We sequenced these annotation libraries in paired-end configuration with 250 bp read length on two lanes of an Illumina HiSeq 2500 instrument. At this read length, both of the paired reads covered the barcode and the associated oligo entirely. This configuration aided in distinguishing sequencing errors, which are present on only one of the paired reads, from synthesis and PCR errors in the sequenced molecule and are therefore present in both paired reads. Paired reads were merged using PEAR (Zhang et al., 2014) using parameters -v 75 m 250 j 8 -y 2G -c 40 -b 64. Between 75 and 85% of read pairs were merged successfully.
We retained merged reads that contained two invariant sequences expected to be present in well-formed sequencing reads: in between the oligo and the barcode (TSS: CCTGCAGGGGTTTAGCCGGCGTG; Upstream: CCTGCAGGGTTCCGCAGCCACAC; these correspond to the AscI, p2, and SbfI sequences; Figure 1—figure supplement 3, Supplementary file 5) and upstream of the oligo (GGCCGTAATGGCC in both libraries; corresponding to the SfiI-A site included in the synthetic oligo sequences; Figure 1—figure supplement 3, Supplementary file 5). These invariant sequences were used to locate the positions of the barcode and oligo in each read. This filter retained ~ 170 million reads in the TSS library and ~125 million reads in the Upstream library, representing 24 million (TSS) and 46 million (Upstream) unique barcodes. Most of these unique barcodes were rare (Figure 1—figure supplement 4), as indicated by median read counts per barcode of two (TSS) and one (Upstream). We did not group barcodes with similar sequences at this stage.
We examined barcodes that appeared to tag multiple oligos and concluded that the overwhelming majority of barcodes tagged a single oligo. Specifically, for the overwhelming majority of cases apparent tagging of multiple oligos, a single ‘primary’ oligo dominated the barcode, usually making up at least 90% of oligo reads for the barcode. Examination of the ‘secondary’ oligos showed that these usually differed from the primary oligo by a single nucleotide, most often involving a skipped base. Because our paired-end sequencing strategy reduced sequencing errors, we deemed it likely that these secondary oligos arose as PCR errors during barcoding or Illumina sequencing library generation. In downstream analyses, we only considered the primary oligo as the oligo tagged by the given barcode.

[Saved entries]
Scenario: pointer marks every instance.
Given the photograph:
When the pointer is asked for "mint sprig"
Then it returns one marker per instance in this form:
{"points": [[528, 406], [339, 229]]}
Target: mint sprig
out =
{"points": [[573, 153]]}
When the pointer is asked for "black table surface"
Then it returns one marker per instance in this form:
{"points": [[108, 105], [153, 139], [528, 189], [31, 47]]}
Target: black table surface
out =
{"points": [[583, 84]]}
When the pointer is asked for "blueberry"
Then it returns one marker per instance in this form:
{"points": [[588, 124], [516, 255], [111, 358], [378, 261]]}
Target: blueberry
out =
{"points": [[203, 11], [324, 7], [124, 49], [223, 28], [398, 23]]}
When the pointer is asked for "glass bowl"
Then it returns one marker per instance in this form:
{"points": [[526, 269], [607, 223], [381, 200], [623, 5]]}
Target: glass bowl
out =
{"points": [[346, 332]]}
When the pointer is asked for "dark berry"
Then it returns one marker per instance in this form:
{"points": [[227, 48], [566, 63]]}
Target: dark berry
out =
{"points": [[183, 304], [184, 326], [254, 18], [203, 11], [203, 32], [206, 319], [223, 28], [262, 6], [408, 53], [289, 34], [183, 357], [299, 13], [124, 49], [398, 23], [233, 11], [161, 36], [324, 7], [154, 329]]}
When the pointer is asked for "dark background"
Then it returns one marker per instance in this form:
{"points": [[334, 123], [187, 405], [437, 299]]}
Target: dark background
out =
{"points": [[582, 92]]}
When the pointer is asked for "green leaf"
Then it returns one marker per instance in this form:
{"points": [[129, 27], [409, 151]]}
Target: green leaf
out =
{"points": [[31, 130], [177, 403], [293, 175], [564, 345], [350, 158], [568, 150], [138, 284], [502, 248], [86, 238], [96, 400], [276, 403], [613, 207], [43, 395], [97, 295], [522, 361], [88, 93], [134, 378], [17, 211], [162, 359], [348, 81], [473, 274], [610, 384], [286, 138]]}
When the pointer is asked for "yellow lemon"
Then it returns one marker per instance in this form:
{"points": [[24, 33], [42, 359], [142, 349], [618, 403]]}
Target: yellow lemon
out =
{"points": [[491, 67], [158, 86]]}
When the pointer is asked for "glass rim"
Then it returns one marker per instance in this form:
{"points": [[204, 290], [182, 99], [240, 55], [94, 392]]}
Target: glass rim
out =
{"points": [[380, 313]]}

---

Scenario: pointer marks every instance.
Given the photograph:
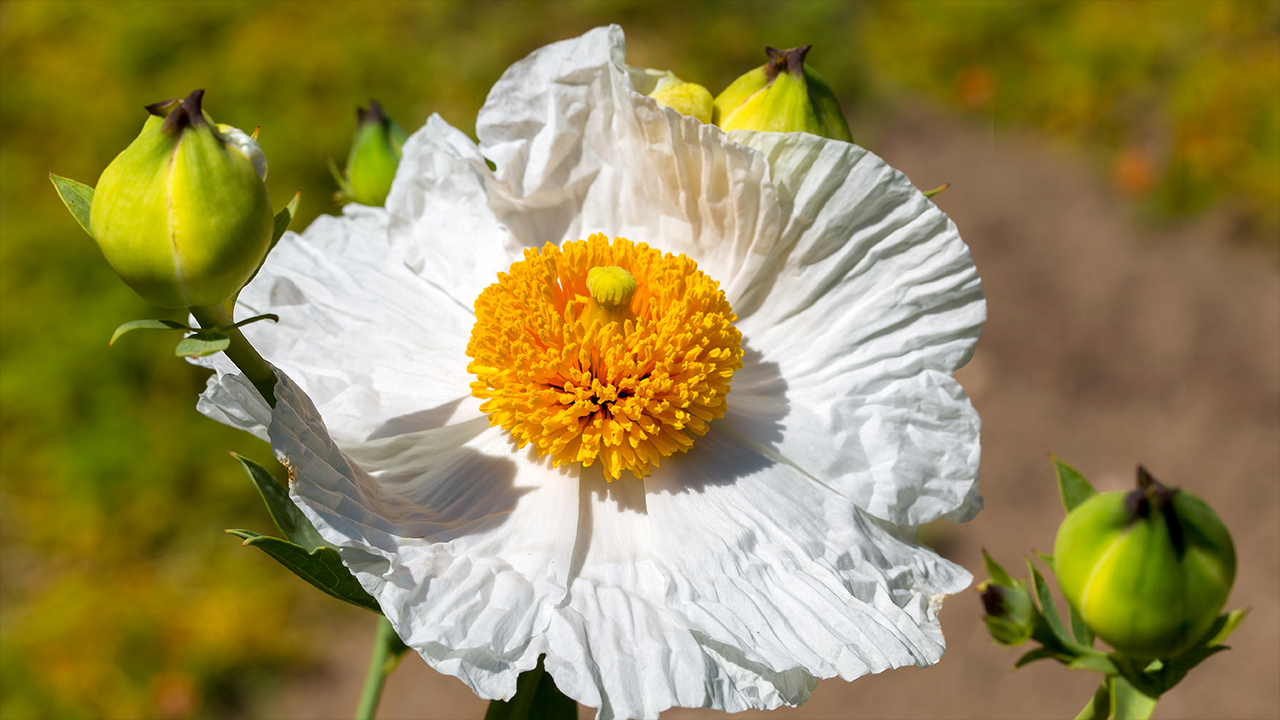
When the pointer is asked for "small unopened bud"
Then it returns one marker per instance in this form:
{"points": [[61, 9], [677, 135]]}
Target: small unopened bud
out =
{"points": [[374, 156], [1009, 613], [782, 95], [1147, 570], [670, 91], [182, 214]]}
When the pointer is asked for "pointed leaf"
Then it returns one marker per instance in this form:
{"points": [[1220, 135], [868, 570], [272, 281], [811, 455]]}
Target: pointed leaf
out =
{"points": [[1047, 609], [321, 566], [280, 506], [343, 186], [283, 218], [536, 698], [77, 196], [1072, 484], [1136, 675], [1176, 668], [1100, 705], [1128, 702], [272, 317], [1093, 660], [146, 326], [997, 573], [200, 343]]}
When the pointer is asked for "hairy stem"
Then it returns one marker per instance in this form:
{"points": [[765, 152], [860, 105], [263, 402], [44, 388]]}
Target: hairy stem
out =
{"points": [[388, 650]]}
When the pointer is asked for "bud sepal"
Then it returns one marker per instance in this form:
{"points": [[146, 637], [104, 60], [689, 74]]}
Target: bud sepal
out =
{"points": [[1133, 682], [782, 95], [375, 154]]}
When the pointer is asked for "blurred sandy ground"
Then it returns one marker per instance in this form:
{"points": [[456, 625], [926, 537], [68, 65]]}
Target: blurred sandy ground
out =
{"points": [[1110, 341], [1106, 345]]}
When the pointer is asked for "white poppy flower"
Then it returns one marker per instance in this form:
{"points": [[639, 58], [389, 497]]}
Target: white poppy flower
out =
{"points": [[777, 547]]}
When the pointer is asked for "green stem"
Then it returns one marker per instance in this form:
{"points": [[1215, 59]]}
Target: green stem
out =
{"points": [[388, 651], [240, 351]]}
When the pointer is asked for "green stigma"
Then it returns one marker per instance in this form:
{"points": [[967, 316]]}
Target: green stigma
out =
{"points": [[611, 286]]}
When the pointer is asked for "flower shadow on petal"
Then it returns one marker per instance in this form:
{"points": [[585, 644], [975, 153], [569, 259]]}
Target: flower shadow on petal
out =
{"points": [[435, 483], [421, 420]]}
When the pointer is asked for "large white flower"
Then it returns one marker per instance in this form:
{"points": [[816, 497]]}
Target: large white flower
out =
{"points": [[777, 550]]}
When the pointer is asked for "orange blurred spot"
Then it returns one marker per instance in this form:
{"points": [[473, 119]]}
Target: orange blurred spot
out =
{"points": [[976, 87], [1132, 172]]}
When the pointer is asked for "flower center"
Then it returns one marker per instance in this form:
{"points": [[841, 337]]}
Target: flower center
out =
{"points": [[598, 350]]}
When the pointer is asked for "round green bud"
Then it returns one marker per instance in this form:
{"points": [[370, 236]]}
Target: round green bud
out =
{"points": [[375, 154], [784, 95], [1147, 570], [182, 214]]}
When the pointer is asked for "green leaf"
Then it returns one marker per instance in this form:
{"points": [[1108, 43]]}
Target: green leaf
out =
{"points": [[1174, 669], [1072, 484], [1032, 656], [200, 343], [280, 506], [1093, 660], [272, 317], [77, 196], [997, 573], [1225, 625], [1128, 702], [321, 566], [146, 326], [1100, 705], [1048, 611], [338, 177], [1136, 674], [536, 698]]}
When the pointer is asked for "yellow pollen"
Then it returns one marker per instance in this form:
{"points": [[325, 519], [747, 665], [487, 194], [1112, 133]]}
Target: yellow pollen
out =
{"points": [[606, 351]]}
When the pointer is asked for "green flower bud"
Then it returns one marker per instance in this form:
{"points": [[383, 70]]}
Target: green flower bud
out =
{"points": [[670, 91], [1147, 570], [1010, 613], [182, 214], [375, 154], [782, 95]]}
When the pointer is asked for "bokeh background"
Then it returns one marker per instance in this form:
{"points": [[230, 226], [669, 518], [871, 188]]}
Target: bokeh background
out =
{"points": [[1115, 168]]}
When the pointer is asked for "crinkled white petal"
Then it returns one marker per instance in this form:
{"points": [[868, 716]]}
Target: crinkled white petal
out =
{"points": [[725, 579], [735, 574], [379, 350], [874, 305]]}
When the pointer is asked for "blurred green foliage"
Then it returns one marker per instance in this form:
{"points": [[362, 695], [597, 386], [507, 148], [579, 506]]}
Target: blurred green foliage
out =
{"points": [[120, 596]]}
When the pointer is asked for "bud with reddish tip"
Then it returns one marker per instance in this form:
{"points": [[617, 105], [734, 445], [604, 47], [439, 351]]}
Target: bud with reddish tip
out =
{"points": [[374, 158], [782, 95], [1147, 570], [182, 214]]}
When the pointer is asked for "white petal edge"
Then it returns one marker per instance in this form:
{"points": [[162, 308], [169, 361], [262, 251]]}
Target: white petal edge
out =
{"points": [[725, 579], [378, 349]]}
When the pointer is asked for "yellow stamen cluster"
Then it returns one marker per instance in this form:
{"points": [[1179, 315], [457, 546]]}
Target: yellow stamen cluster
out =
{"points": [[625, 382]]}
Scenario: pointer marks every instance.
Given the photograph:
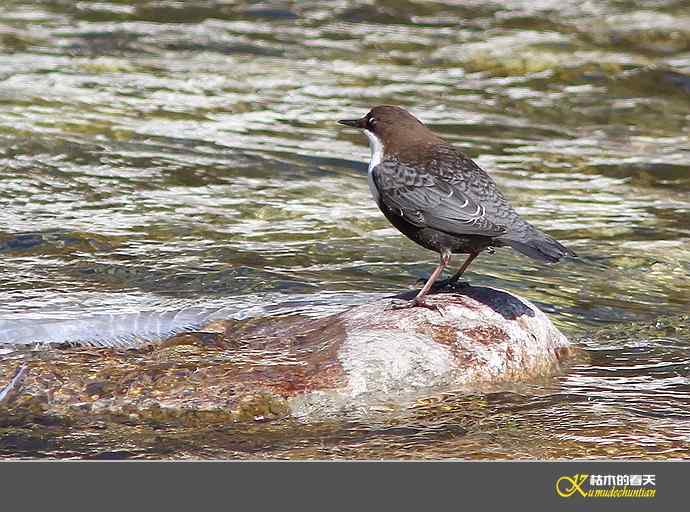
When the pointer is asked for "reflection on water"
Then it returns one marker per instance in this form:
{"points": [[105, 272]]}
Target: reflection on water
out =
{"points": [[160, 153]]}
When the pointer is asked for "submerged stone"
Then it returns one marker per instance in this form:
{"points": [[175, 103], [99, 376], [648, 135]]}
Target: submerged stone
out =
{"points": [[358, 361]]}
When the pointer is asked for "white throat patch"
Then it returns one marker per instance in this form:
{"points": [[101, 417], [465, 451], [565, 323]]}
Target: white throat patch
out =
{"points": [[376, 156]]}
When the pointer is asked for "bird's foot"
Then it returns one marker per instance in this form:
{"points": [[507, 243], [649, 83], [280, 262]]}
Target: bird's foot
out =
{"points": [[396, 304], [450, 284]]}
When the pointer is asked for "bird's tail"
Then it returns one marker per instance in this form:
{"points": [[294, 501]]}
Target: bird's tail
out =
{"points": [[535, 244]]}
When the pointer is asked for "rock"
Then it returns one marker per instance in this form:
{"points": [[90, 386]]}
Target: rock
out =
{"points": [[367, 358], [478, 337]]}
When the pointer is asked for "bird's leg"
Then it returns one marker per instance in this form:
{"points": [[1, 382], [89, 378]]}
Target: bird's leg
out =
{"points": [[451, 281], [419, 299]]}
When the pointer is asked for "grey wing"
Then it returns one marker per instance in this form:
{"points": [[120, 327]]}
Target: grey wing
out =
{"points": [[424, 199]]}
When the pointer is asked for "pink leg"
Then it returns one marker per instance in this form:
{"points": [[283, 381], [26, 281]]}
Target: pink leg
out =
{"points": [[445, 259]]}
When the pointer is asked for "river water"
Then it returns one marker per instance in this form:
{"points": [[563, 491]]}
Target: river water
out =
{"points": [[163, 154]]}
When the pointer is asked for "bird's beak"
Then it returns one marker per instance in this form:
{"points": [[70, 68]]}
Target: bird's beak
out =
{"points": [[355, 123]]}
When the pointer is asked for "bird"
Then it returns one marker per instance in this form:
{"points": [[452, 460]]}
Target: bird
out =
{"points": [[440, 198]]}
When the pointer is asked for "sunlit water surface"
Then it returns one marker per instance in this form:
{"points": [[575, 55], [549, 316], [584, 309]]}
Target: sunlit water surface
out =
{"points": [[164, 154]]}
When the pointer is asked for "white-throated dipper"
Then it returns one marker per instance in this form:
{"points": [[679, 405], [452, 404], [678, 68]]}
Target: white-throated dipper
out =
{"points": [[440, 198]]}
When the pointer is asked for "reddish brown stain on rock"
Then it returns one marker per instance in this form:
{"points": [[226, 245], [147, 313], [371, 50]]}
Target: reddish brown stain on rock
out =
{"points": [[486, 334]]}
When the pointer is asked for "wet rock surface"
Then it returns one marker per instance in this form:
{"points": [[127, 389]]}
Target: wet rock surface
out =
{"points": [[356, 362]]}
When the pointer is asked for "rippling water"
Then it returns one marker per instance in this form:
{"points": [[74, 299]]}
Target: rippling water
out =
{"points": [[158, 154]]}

--

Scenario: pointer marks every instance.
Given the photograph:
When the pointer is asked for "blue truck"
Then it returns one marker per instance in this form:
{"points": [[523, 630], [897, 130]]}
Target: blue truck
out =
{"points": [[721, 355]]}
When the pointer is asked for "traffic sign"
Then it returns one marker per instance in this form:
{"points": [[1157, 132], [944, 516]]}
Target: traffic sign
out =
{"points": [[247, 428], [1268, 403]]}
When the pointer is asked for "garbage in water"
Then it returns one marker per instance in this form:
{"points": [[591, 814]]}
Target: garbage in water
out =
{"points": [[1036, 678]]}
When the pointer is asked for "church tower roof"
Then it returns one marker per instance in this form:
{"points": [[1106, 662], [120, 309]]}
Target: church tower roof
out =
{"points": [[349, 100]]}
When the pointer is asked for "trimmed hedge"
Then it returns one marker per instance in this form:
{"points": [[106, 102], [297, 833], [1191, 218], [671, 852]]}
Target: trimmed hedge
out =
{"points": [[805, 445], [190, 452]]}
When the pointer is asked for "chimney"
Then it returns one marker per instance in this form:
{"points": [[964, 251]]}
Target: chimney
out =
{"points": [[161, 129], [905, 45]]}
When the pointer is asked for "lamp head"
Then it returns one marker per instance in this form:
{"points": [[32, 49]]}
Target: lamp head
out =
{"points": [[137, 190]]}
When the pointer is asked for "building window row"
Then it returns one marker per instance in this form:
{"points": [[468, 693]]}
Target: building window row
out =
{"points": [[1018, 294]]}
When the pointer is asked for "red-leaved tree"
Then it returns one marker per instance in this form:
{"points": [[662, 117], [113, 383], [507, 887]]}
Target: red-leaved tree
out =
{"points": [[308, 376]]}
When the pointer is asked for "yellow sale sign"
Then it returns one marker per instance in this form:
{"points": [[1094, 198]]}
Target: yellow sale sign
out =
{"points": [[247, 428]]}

• _What the task asks_
In the sequencing passage, what share of read pairs did PEAR merge successfully? These rows have no connection to the text.

• _Solution to the exercise_
Between 75 and 85% of read pairs.